What is being asked> Turn every row below into a numbered list, skipping any blank lines.

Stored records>
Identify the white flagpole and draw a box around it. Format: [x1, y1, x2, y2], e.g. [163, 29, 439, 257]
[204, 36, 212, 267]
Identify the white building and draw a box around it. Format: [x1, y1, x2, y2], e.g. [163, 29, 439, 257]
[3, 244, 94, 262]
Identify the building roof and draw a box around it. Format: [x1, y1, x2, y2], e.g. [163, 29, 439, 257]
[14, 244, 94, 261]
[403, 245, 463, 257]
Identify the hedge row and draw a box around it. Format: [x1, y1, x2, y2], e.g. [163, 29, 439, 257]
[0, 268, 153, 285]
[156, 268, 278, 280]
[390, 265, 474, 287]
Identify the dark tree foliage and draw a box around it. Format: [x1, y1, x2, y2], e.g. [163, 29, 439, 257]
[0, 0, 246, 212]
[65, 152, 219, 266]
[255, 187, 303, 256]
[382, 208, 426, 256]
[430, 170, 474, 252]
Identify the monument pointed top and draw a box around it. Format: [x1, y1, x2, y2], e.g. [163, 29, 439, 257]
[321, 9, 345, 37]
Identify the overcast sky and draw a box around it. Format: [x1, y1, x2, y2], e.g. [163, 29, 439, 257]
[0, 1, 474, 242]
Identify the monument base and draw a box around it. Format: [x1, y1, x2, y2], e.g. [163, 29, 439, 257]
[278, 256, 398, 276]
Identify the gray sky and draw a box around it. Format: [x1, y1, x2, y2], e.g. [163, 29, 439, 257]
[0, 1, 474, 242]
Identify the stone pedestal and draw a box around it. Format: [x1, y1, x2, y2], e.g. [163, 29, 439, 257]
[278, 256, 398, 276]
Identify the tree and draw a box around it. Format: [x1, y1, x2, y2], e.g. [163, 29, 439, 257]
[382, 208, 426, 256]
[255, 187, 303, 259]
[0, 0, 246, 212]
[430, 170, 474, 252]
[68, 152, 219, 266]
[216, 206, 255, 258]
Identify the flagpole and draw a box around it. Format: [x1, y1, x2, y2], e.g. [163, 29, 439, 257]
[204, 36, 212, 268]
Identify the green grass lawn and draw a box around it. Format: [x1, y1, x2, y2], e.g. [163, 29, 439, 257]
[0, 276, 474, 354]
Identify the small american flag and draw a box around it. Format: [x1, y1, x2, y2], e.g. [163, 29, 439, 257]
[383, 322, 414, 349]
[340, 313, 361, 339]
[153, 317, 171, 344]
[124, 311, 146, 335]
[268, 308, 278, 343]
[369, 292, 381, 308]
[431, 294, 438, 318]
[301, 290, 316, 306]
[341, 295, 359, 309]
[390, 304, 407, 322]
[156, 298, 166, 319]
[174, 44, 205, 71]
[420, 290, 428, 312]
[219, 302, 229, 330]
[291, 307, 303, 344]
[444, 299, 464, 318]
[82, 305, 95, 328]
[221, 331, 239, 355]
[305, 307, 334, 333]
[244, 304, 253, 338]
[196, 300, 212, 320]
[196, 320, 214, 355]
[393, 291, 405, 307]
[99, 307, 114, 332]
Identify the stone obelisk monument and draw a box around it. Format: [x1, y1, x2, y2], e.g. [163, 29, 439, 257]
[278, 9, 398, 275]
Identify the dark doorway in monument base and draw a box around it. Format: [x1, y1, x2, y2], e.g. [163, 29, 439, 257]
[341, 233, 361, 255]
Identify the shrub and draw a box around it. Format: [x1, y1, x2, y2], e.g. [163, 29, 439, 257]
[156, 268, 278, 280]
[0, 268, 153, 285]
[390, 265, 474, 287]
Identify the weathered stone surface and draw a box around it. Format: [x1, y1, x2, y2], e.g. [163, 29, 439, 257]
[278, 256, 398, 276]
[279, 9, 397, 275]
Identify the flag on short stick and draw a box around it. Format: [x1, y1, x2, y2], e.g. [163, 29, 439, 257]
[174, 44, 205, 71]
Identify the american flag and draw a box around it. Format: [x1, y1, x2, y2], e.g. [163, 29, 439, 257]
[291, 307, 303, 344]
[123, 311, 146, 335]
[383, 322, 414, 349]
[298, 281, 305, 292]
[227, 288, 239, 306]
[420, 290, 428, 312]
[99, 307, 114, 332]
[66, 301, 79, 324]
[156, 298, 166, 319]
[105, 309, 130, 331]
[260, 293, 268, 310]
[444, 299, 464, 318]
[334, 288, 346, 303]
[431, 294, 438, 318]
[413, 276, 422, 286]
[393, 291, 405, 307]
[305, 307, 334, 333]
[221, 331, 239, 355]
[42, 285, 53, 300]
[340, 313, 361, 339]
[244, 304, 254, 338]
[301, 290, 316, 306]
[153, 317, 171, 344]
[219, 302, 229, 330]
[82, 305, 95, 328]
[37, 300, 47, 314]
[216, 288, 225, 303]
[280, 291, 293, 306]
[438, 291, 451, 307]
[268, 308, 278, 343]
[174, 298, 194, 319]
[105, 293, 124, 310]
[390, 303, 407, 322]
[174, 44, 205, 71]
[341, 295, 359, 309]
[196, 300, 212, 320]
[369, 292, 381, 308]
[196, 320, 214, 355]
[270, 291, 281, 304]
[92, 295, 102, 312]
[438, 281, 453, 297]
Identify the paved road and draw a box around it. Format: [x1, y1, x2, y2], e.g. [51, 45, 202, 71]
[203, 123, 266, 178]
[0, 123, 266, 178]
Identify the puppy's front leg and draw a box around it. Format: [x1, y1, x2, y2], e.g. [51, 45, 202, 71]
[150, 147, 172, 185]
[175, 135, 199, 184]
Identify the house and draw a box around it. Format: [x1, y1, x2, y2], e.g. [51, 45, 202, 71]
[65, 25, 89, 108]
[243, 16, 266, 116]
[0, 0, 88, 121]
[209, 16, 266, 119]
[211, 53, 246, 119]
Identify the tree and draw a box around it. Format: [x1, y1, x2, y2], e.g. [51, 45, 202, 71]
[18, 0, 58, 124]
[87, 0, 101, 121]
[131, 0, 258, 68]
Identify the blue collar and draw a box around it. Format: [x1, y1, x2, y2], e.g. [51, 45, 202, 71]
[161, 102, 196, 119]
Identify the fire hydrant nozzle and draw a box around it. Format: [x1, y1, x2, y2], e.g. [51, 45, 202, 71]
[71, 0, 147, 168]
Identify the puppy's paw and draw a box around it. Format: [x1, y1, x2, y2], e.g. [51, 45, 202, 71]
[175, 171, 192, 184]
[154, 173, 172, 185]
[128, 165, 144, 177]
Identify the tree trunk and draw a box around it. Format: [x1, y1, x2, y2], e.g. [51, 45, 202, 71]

Written response>
1. Identify the white flagpole and draw a box around it. Format: [x1, y1, x2, y2], e.g. [163, 29, 439, 257]
2. [204, 36, 212, 267]
3. Identify the white building and draw a box around it. Format: [x1, y1, x2, y2], e.g. [163, 29, 439, 257]
4. [3, 244, 94, 262]
5. Identify the building roof and draw a box around it. Format: [x1, y1, x2, y2], e.g. [163, 29, 439, 257]
6. [14, 244, 94, 261]
7. [403, 245, 463, 257]
8. Identify the hedge row and draw a box around it. Format: [x1, y1, x2, y2], e.g. [163, 29, 439, 257]
9. [0, 268, 153, 285]
10. [156, 268, 278, 280]
11. [390, 265, 474, 287]
12. Identify the dark tree foliage and draw a box around it. Format: [x1, y1, x2, y2], e.g. [163, 29, 439, 257]
13. [0, 0, 246, 212]
14. [65, 152, 219, 266]
15. [255, 187, 303, 256]
16. [382, 208, 426, 256]
17. [430, 170, 474, 252]
18. Identify the monument pointed top and draw a box around it. Format: [x1, y1, x2, y2], e.g. [163, 29, 439, 257]
19. [321, 9, 345, 37]
20. Identify the overcast sky and draw a box around it. Format: [x1, y1, x2, y2], e.g. [163, 29, 439, 257]
21. [0, 1, 474, 242]
22. Identify the monument base and draw a box around it. Format: [x1, y1, x2, y2], e.g. [163, 29, 439, 257]
23. [278, 256, 398, 276]
24. Identify the gray sky and draw a box around it. Format: [x1, y1, x2, y2], e.g. [163, 29, 439, 257]
25. [0, 1, 474, 242]
26. Identify the stone pedestal and draw a box around it. Format: [x1, y1, x2, y2], e.g. [163, 29, 439, 257]
27. [278, 256, 398, 276]
28. Identify the tree and draw a box around it. Format: [x1, y1, x2, y2], e.g. [163, 29, 439, 257]
29. [382, 208, 426, 256]
30. [255, 187, 303, 259]
31. [0, 0, 246, 212]
32. [430, 170, 474, 252]
33. [68, 152, 219, 266]
34. [216, 206, 255, 258]
35. Identify the flagpole and draw a box around it. Format: [x1, y1, x2, y2], e.g. [163, 29, 439, 257]
36. [204, 36, 212, 268]
37. Identify the green grass lawn and draw a box around it. Format: [x1, y1, x2, y2], e.g. [163, 29, 439, 257]
38. [0, 276, 474, 354]
39. Identify the small american flag and draw a box around it. Format: [x1, y1, x2, y2], e.g. [163, 29, 439, 257]
40. [383, 322, 414, 349]
41. [340, 313, 361, 339]
42. [153, 317, 171, 344]
43. [124, 311, 146, 335]
44. [268, 308, 278, 343]
45. [369, 292, 381, 308]
46. [431, 294, 438, 318]
47. [301, 290, 316, 306]
48. [341, 295, 359, 309]
49. [390, 304, 407, 322]
50. [156, 298, 166, 319]
51. [174, 44, 205, 71]
52. [420, 290, 428, 312]
53. [219, 302, 229, 330]
54. [291, 307, 303, 344]
55. [444, 299, 464, 318]
56. [82, 305, 95, 328]
57. [221, 331, 239, 355]
58. [305, 307, 334, 333]
59. [244, 304, 253, 338]
60. [196, 300, 212, 320]
61. [196, 320, 214, 355]
62. [393, 291, 405, 307]
63. [99, 307, 114, 332]
64. Identify the stone obelisk monument and draw a box around it. Format: [x1, y1, x2, y2], e.g. [163, 29, 439, 257]
65. [278, 9, 398, 275]
66. Identify the dark doorway in monument base and draw a box around it. Format: [x1, y1, x2, y2], e.g. [163, 29, 439, 257]
67. [341, 233, 361, 255]
68. Identify the shrub and draw a box around it. Format: [x1, y1, x2, y2], e.g. [163, 29, 439, 257]
69. [156, 268, 278, 280]
70. [0, 268, 153, 285]
71. [390, 265, 474, 287]
72. Identify the weathered stone surface and draw a box around it. Format: [x1, y1, x2, y2], e.g. [163, 29, 439, 257]
73. [278, 256, 398, 276]
74. [279, 9, 397, 275]
75. Identify the flag on short stick and draw a box around it. Format: [x1, y1, x2, y2], e.g. [163, 29, 439, 257]
76. [174, 44, 205, 71]
77. Identify the american flag and draw a box around it. Format: [x1, y1, x2, y2], e.g. [163, 29, 439, 257]
78. [291, 307, 303, 344]
79. [123, 311, 146, 335]
80. [383, 322, 414, 349]
81. [298, 281, 305, 292]
82. [227, 288, 239, 306]
83. [420, 290, 428, 312]
84. [99, 307, 114, 332]
85. [66, 301, 79, 324]
86. [156, 298, 166, 319]
87. [105, 309, 130, 331]
88. [260, 293, 268, 310]
89. [444, 299, 464, 318]
90. [334, 288, 346, 303]
91. [431, 294, 438, 318]
92. [413, 276, 422, 286]
93. [393, 291, 405, 307]
94. [305, 307, 334, 333]
95. [221, 331, 239, 355]
96. [42, 285, 53, 300]
97. [340, 313, 361, 339]
98. [244, 304, 254, 338]
99. [301, 290, 316, 306]
100. [153, 317, 171, 344]
101. [219, 302, 229, 330]
102. [82, 305, 95, 328]
103. [37, 300, 47, 314]
104. [216, 288, 225, 303]
105. [280, 291, 293, 306]
106. [438, 291, 451, 307]
107. [268, 308, 278, 343]
108. [174, 298, 194, 319]
109. [105, 293, 124, 310]
110. [390, 303, 407, 322]
111. [174, 44, 205, 71]
112. [341, 295, 359, 309]
113. [196, 300, 212, 320]
114. [369, 292, 381, 308]
115. [196, 320, 214, 355]
116. [270, 291, 281, 304]
117. [92, 295, 102, 312]
118. [438, 281, 453, 297]
119. Identify the paved road and draw a box around it. Format: [x1, y1, x2, y2], e.g. [51, 45, 202, 71]
120. [203, 123, 266, 178]
121. [0, 123, 266, 178]
122. Identify the puppy's front leg and draw a box around it. Format: [x1, y1, x2, y2], e.g. [51, 45, 202, 71]
123. [150, 147, 172, 185]
124. [175, 135, 199, 184]
125. Identify the house and draw a box around it. Format: [x1, y1, x2, y2], e.g. [51, 45, 202, 71]
126. [65, 25, 89, 108]
127. [243, 16, 266, 116]
128. [0, 0, 88, 121]
129. [209, 16, 266, 119]
130. [211, 53, 246, 119]
131. Identify the tree and draw a box around it. Format: [x1, y1, x2, y2], e.g. [51, 45, 202, 71]
132. [18, 0, 58, 124]
133. [87, 0, 101, 121]
134. [131, 0, 258, 68]
135. Identify the blue collar and draw a box around it. Format: [x1, y1, x2, y2], e.g. [51, 45, 202, 71]
136. [161, 102, 196, 119]
137. Identify the fire hydrant nozzle and draw a box around it. Format: [x1, y1, x2, y2], e.g. [51, 45, 202, 71]
138. [71, 0, 147, 168]
139. Identify the puppy's paw and draw a box around it. Format: [x1, y1, x2, y2], e.g. [51, 45, 202, 71]
140. [175, 171, 192, 184]
141. [154, 173, 172, 185]
142. [128, 165, 144, 177]
143. Identify the tree trunk and draw a box around it. Format: [x1, y1, x2, y2], e.g. [51, 45, 202, 71]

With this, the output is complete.